----- Text section -----
I'm aware they're from comfy-kitchen, it's just weird that the messages just go from spamming fairly quickly to full stop suddenly. It looks like the model is running properly at first, but then ComfyUI hits some kind of threshold and gets stuck in an offload loop or something and stops making any progress.

manfreed · 2026-03-31T17:26:14Z

This happens when I start working on something without doing any research on prior art.

Anyway, I did make my own ROCm fork before realizing you had one already, so I'll just share it, maybe it can be of some use. It "#worksforme", although I only did some minimal testing with a handful of generations. However, I did not experience the OOMs and crash issues you seem to had with your port, so maybe there is some implementation difference (I didn't have the chance to look into your PR yet)

(also disclaimer I used some AI to help me out and learn, this would be way over my head)

asagi4 · 2026-03-31T20:54:24Z

@norbert-sule It looks like your code does pretty much the same thing as mine.

Are you running it on Linux? If you are, you should be hitting the same ROCm virtual memory bug that I did and leak memory, since that's just a ROCm bug unrelated to aimdo.

With the memory bug fixed, aimdo pretty much works; I don't get OOMs or crashes with ComfyUI; It's just that on my system trying to run 2x 14B WAN models apparently just doesn't work (it didn't work pre-aimdo and it still doesn't).
----- Extracted entries -----
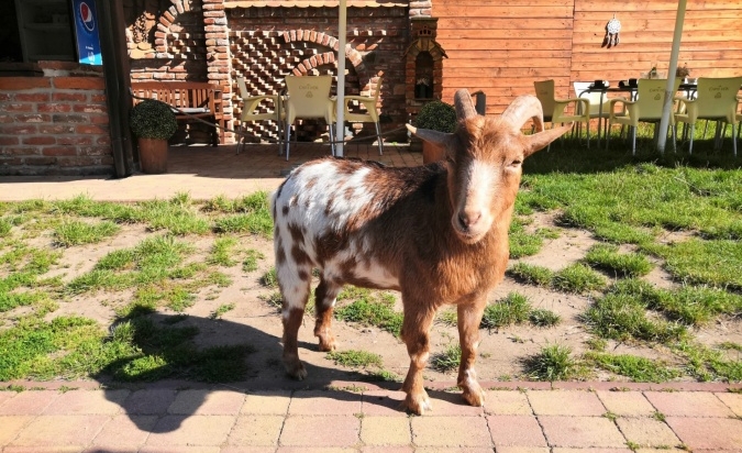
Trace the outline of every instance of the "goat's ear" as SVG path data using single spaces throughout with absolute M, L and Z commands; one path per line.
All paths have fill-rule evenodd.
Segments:
M 569 123 L 560 128 L 546 129 L 543 132 L 529 135 L 528 142 L 530 148 L 525 150 L 525 157 L 530 156 L 531 154 L 535 153 L 539 150 L 545 148 L 546 146 L 549 146 L 550 143 L 569 132 L 572 130 L 573 124 L 574 123 Z
M 420 129 L 412 124 L 405 124 L 407 129 L 420 140 L 432 143 L 434 145 L 444 146 L 451 140 L 453 134 L 445 132 L 433 131 L 432 129 Z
-----
Name every user handle in the forum thread above, counting both post authors and @-mentions.

- **Answer in full**
manfreed
asagi4
norbert-sule